• Input for this task:
---------------

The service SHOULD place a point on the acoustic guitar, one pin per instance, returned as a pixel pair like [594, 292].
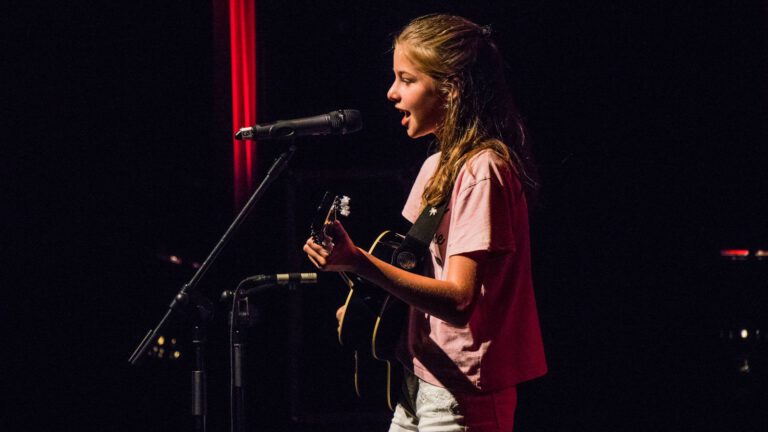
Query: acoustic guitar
[373, 320]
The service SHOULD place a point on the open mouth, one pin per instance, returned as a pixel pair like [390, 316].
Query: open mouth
[406, 117]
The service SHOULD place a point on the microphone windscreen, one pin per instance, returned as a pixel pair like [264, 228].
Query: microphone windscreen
[353, 121]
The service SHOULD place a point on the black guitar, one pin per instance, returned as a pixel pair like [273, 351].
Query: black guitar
[373, 320]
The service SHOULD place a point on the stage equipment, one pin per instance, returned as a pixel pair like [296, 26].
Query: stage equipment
[340, 122]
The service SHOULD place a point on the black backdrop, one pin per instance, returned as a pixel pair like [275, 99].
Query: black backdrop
[649, 123]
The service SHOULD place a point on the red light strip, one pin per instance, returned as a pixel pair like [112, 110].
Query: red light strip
[242, 37]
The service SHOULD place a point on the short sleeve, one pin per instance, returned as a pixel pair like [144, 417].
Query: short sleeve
[484, 207]
[412, 207]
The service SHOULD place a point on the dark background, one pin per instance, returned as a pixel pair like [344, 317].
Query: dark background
[649, 124]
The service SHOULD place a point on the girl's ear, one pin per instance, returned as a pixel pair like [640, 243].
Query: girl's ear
[453, 92]
[451, 89]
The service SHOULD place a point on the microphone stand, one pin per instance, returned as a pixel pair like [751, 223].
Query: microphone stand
[242, 315]
[188, 290]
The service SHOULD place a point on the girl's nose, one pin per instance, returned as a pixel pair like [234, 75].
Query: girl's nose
[392, 94]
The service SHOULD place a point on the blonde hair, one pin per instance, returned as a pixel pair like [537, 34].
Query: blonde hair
[479, 113]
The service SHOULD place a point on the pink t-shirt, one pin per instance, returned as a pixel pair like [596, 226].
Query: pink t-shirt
[501, 345]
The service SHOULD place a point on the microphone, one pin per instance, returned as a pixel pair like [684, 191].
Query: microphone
[281, 279]
[260, 283]
[340, 122]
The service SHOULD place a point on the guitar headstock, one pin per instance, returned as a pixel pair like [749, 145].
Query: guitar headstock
[327, 212]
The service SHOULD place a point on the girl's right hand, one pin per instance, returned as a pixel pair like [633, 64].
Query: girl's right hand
[338, 254]
[339, 316]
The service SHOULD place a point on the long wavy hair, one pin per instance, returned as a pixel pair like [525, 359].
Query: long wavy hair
[480, 113]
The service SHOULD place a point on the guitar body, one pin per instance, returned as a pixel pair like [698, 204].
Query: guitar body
[373, 321]
[372, 325]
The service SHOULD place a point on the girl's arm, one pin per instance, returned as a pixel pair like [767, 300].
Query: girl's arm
[451, 300]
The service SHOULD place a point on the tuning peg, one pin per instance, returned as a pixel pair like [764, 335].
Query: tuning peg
[344, 205]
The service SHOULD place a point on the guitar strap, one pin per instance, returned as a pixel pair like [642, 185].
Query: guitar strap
[412, 251]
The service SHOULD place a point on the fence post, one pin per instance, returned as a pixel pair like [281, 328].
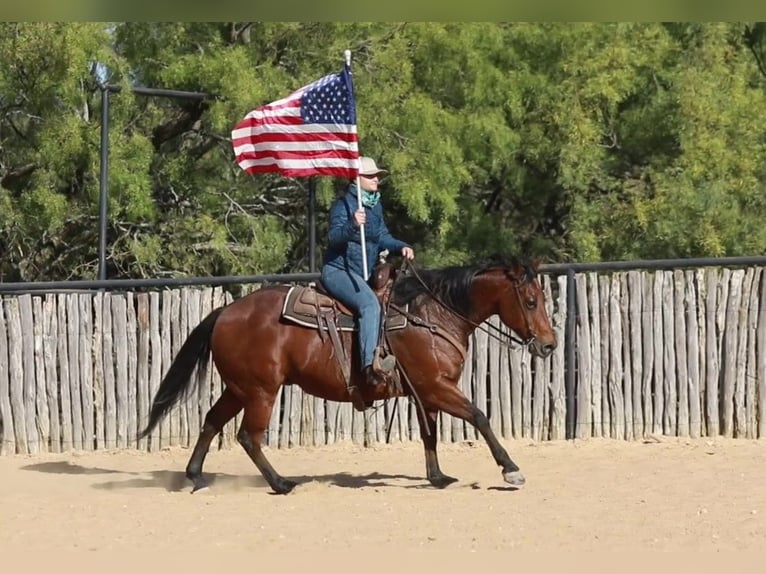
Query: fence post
[569, 360]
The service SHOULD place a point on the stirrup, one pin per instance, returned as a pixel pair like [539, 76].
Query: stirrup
[385, 365]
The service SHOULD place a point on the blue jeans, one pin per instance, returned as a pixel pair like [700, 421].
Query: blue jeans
[354, 292]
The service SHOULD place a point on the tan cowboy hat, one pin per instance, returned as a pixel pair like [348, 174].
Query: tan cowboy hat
[368, 167]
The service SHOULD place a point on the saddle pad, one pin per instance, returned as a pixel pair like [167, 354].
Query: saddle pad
[297, 311]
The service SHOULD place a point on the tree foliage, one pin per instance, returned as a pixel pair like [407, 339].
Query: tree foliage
[578, 142]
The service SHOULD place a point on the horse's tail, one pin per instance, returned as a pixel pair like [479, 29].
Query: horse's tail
[194, 352]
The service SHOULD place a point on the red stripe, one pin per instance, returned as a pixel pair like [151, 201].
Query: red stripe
[333, 171]
[284, 137]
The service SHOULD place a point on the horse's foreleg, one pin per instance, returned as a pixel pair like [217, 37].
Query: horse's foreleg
[428, 433]
[250, 435]
[454, 402]
[225, 408]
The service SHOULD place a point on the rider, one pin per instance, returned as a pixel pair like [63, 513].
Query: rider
[342, 271]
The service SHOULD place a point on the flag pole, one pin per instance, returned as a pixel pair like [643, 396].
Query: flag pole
[347, 53]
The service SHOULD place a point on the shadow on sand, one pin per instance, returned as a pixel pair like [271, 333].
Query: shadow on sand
[175, 481]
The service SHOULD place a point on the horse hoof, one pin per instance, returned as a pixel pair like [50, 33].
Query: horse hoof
[285, 486]
[198, 484]
[514, 478]
[442, 481]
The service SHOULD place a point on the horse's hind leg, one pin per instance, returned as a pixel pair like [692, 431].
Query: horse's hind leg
[453, 402]
[428, 433]
[250, 434]
[225, 408]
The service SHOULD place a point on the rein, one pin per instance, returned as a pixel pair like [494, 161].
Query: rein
[501, 336]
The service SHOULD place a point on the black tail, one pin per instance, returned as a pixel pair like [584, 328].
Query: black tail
[194, 352]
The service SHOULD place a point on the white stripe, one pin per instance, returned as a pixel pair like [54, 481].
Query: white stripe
[292, 129]
[298, 163]
[294, 96]
[296, 146]
[282, 113]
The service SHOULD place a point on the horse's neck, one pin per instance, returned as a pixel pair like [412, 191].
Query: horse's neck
[483, 306]
[483, 299]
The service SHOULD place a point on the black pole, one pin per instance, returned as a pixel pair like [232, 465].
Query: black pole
[569, 368]
[104, 182]
[312, 223]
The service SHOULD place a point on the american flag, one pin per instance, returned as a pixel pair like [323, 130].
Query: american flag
[310, 132]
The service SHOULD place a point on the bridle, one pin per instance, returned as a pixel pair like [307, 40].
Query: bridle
[491, 330]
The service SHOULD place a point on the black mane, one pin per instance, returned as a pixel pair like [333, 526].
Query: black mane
[452, 284]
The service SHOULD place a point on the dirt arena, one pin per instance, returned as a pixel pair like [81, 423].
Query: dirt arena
[664, 494]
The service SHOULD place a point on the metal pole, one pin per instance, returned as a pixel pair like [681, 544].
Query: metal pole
[104, 182]
[569, 372]
[312, 223]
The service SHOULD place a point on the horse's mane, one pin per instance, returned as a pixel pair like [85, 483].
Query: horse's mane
[452, 284]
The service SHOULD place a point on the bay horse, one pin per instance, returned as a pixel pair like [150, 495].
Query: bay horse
[256, 351]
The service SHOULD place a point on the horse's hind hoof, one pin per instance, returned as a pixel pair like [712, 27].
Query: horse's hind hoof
[284, 486]
[514, 478]
[442, 481]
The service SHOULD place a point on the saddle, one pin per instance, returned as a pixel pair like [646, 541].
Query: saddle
[312, 306]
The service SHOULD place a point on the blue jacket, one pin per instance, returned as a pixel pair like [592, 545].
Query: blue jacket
[345, 243]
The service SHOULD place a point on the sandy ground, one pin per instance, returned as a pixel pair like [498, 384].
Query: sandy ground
[668, 494]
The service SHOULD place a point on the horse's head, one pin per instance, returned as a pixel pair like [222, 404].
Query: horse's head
[521, 306]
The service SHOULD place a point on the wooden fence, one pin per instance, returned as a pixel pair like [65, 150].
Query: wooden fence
[665, 352]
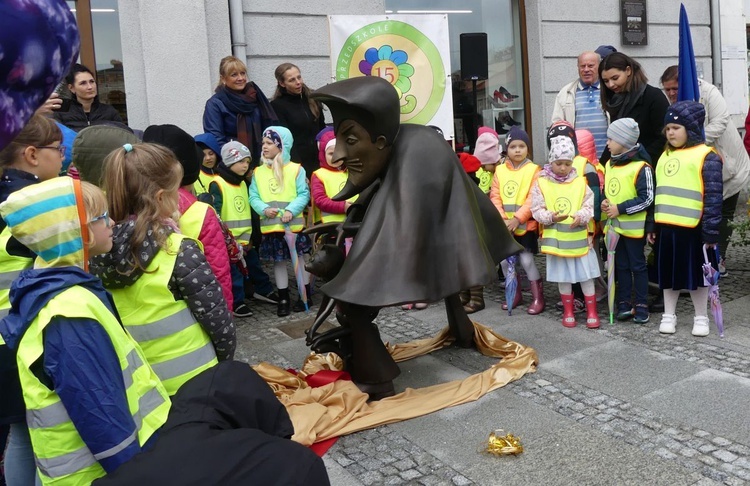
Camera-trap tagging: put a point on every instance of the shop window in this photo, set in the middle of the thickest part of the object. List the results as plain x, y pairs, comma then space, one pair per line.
101, 48
500, 99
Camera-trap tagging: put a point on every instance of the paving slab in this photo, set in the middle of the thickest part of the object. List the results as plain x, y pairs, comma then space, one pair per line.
543, 333
556, 451
337, 475
621, 370
711, 399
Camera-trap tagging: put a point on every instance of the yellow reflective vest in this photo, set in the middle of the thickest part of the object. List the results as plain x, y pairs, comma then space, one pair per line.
679, 186
61, 456
485, 180
333, 182
278, 197
191, 221
515, 185
174, 343
235, 209
204, 180
559, 238
10, 267
620, 186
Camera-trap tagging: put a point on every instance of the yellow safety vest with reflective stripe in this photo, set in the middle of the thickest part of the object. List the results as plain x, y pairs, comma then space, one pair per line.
204, 180
235, 209
333, 182
278, 197
515, 185
620, 186
485, 180
559, 238
679, 186
10, 267
61, 456
191, 221
174, 343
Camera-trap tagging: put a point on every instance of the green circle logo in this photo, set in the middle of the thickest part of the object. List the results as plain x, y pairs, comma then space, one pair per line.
403, 56
613, 187
672, 167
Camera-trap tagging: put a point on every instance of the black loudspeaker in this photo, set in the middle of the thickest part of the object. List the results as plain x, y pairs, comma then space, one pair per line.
474, 55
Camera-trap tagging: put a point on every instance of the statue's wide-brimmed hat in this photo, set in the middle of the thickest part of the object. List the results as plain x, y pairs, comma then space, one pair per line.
371, 101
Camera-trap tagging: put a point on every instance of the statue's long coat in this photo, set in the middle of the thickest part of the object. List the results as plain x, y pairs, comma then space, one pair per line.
428, 233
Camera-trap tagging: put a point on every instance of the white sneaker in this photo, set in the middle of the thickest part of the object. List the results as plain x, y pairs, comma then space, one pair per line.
668, 324
722, 268
700, 326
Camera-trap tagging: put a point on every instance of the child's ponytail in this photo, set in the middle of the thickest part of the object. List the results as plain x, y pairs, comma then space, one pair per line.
141, 182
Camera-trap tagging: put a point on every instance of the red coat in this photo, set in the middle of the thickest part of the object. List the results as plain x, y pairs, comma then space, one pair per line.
214, 246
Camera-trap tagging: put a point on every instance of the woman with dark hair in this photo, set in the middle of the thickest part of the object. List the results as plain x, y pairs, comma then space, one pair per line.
723, 136
85, 108
239, 110
626, 94
297, 112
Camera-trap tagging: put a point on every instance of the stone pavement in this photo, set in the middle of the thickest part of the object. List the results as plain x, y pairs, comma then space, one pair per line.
619, 405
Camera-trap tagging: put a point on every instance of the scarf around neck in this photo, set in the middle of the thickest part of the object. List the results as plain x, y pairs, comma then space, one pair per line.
253, 111
625, 102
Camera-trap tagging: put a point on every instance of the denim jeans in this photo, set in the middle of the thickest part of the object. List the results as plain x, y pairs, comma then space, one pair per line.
20, 469
631, 271
260, 279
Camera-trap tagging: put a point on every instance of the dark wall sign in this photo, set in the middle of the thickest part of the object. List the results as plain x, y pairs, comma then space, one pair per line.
633, 23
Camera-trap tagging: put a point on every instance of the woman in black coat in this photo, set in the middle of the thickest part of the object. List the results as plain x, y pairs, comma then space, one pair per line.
85, 108
626, 94
301, 115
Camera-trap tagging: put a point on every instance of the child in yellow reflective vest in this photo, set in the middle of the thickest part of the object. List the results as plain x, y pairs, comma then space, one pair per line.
165, 291
510, 193
629, 192
279, 193
29, 158
563, 204
687, 212
92, 400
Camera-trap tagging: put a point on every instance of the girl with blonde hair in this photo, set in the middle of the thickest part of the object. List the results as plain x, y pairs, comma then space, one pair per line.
238, 110
165, 291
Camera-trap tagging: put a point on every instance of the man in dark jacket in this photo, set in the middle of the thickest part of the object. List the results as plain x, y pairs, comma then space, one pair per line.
226, 428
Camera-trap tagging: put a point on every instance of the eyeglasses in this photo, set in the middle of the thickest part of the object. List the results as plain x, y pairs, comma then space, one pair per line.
104, 216
60, 149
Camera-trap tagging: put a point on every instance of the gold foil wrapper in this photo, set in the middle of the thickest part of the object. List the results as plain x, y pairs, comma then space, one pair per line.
503, 445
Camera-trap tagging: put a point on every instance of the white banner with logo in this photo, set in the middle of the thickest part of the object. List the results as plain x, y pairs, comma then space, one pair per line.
410, 51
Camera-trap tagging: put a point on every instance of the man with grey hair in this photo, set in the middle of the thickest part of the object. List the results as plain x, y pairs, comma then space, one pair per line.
579, 102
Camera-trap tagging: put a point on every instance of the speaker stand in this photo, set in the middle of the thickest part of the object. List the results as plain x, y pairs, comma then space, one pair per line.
475, 116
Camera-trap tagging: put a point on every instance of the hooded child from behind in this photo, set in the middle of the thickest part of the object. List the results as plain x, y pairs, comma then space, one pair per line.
72, 352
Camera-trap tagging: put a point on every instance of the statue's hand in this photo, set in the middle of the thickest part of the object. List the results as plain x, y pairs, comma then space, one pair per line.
326, 262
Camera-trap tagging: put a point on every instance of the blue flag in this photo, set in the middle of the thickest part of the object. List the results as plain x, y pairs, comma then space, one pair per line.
687, 88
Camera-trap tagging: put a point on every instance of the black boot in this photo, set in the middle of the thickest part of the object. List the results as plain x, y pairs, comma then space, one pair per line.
283, 306
299, 306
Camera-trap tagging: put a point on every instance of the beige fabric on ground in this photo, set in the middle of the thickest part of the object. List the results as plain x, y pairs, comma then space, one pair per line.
340, 408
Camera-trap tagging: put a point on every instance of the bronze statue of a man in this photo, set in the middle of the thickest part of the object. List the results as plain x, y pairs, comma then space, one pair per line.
427, 232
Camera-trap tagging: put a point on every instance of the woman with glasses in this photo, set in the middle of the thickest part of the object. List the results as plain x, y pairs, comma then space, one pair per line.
84, 108
35, 155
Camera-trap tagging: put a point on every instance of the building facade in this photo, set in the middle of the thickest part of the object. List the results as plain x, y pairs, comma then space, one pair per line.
170, 51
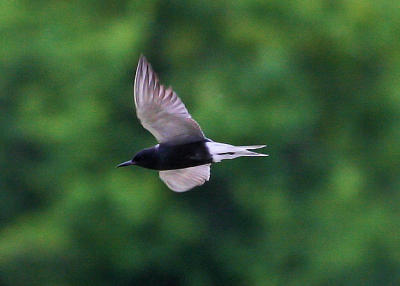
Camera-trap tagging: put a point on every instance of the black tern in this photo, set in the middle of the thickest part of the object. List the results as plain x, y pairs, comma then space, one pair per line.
183, 155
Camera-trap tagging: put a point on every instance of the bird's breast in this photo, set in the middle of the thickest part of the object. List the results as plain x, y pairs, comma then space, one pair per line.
183, 155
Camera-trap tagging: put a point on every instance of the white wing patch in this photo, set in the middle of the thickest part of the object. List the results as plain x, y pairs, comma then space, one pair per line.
222, 151
160, 110
182, 180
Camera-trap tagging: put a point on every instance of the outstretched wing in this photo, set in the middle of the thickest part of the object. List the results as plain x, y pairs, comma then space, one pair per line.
182, 180
160, 110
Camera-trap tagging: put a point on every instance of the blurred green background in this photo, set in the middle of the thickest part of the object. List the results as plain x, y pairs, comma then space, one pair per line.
318, 81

---------------

• Exercise requirements: Write out, word for word, the lines from the start of the data through the one holding "The service SHOULD place a point on the black backdrop, one". Omit pictures.

• Response to this exercise:
The service SHOULD place a point on the acoustic guitar, one pin per instance, returned as a pixel pair like [594, 292].
Query: acoustic guitar
[373, 320]
The service SHOULD place a point on the open mouth, one pin per instance, returned as a pixel pair like [390, 316].
Query: open mouth
[406, 117]
The service SHOULD place a point on the microphone windscreen, one pin per instance, returned as a pixel pair like [264, 228].
Query: microphone windscreen
[353, 121]
The service SHOULD place a point on the black guitar, one pin per instance, returned as a pixel pair like [273, 351].
Query: black guitar
[373, 320]
The service SHOULD place a point on the stage equipment, one pin per instance, returned as a pixel pair like [296, 26].
Query: stage equipment
[340, 122]
The service SHOULD place a point on the black backdrop, one pin per instance, returned as a pixel pair like [275, 99].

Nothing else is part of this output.